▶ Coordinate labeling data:
-- -- --
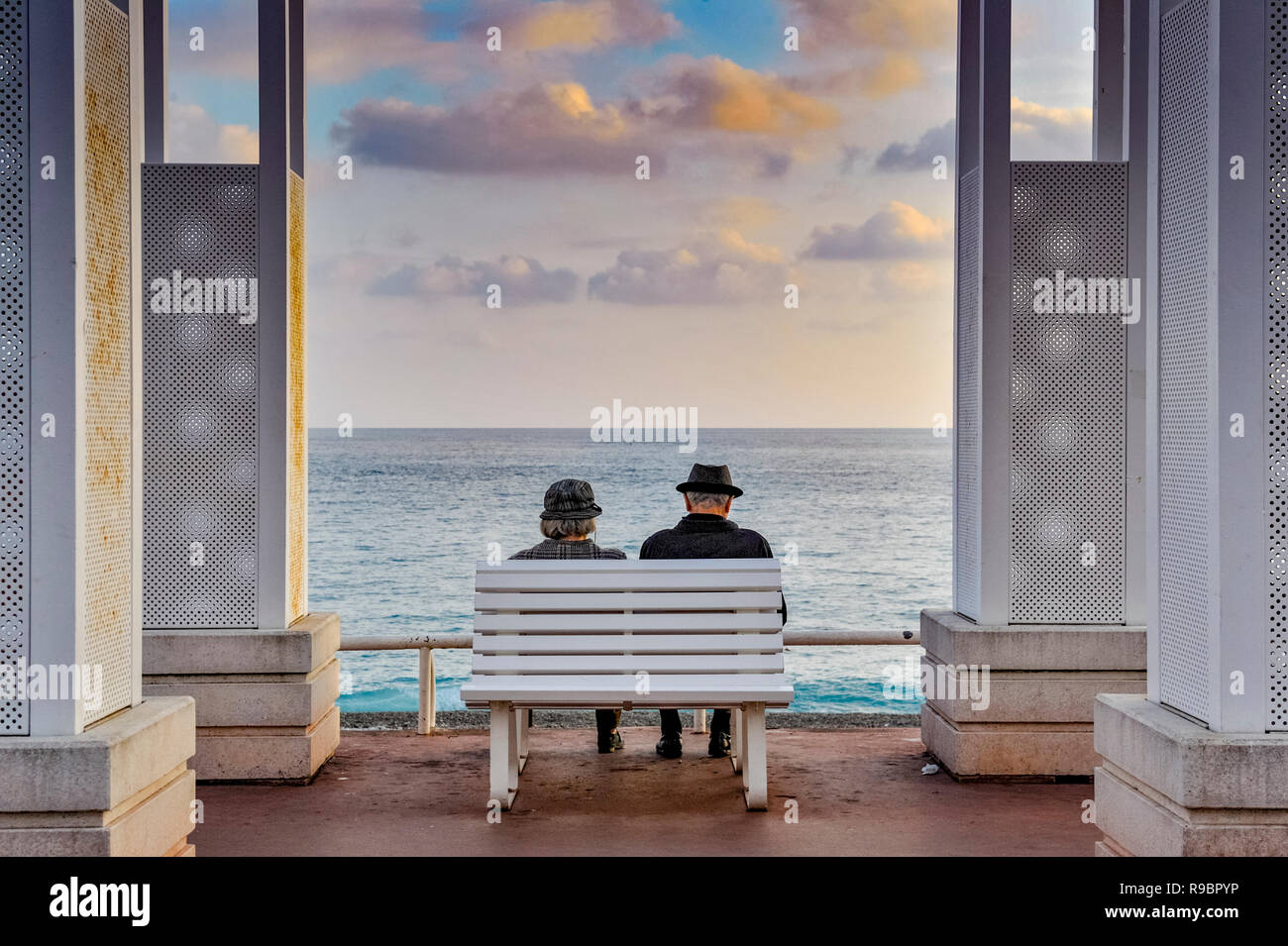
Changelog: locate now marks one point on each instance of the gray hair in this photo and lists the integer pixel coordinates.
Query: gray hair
(566, 528)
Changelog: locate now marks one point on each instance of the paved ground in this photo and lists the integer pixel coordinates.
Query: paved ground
(858, 791)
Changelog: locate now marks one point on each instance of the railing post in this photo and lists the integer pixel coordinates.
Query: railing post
-- -- --
▶ Objective: Put every line of the material into a numbered list, omitting any blank lines. Leave the pictures out of your answer.

▶ Exercise answer:
1. Changelog: locate now marks one point on each instance of the gray hair in this photo and lists the integer pixel coordinates.
2. Query: gray hair
3. (566, 528)
4. Changelog: locate now marks one point on each instance of the paved ground in this photo and lists the integer pixel coordinates.
5. Query: paved ground
6. (858, 791)
7. Changelog: locate now marks one point on each instance of the railing post in this photo and lists the integer pixel coordinates.
8. Query: railing post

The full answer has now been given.